┏━━
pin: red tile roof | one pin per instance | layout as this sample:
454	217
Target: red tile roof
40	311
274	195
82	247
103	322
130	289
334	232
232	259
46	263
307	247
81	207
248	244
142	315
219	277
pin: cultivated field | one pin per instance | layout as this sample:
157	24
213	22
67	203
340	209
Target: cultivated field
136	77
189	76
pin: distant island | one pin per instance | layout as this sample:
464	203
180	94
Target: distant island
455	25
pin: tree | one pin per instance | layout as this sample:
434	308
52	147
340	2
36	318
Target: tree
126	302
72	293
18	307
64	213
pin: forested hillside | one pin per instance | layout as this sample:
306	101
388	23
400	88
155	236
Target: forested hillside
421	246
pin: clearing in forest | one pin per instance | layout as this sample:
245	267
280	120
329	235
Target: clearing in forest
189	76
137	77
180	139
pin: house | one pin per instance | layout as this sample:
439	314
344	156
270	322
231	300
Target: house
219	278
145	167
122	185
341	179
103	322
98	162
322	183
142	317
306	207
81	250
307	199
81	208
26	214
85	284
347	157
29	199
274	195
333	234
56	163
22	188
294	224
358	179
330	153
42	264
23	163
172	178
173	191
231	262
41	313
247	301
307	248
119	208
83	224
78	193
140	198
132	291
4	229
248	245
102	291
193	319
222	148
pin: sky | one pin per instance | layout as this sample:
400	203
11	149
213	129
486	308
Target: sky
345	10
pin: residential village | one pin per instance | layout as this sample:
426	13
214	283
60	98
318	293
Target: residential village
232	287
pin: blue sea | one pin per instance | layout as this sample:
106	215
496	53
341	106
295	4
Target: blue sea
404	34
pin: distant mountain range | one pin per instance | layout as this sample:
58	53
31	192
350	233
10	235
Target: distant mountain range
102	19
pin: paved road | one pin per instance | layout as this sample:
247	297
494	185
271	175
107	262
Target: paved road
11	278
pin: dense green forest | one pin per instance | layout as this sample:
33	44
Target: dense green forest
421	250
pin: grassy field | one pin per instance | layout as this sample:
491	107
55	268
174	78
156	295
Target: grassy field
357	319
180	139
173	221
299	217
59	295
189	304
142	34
┗━━
Each entry must be reproduced verbatim.

Solution for this exercise
pin: red tile roof | one pin per instance | layout as this sample:
454	217
Target: red tile roof
40	311
274	195
82	247
103	322
130	289
334	232
232	259
46	263
307	247
81	207
248	244
142	315
219	277
pin: cultivated field | one pin per instance | layout as this sample:
157	24
213	22
67	203
340	209
Target: cultivated field
136	77
189	76
pin: distant island | one pin per instance | layout as this sample:
464	203
180	94
Target: distant island
455	25
pin: tree | one pin per instance | layout as this sample:
434	308
52	147
340	2
36	318
Target: tree
126	302
72	293
18	307
64	213
pin: forested hillside | one pin per instance | layout as this sample:
306	101
388	23
400	88
155	236
Target: forested hillside
421	246
pin: clearing in forest | one pin per instance | layout as this sample:
245	267
280	120
329	235
Target: clearing in forest
189	76
137	77
180	139
pin: house | one pin per instance | layout as this sample:
439	314
344	156
270	322
231	300
Target: house
219	278
145	167
122	185
341	179
103	322
98	162
322	183
142	317
306	207
81	250
307	199
81	208
26	214
85	284
347	157
29	199
274	195
333	234
56	163
22	188
294	224
358	179
330	153
42	264
23	163
172	178
173	191
231	262
41	313
247	301
307	248
119	208
83	224
78	193
140	198
132	291
4	229
248	245
102	291
193	319
222	148
pin: sky | one pin per instance | layout as this sample:
400	203
11	149
213	129
486	308
Target: sky
345	10
pin: residential village | one pin per instance | layout as this sample:
426	13
214	283
60	98
318	293
Target: residential village
232	287
pin: blue sea | one pin per instance | layout as this sample:
106	215
496	53
341	106
295	4
Target: blue sea
404	34
pin: distant mountain range | one pin per instance | layout as this sample:
58	53
31	192
350	233
10	235
Target: distant mountain range
102	19
pin: paved road | one pin per instance | layout as this sample:
247	297
494	185
271	175
107	262
Target: paved road
11	278
pin: dense green forest | one pin per instance | layout as this sample:
33	44
Target: dense green forest
421	250
pin: grassy field | one pin per instance | layout as this sample:
491	107
55	268
174	78
156	295
Target: grassy field
357	319
180	139
173	221
299	217
59	295
189	304
142	34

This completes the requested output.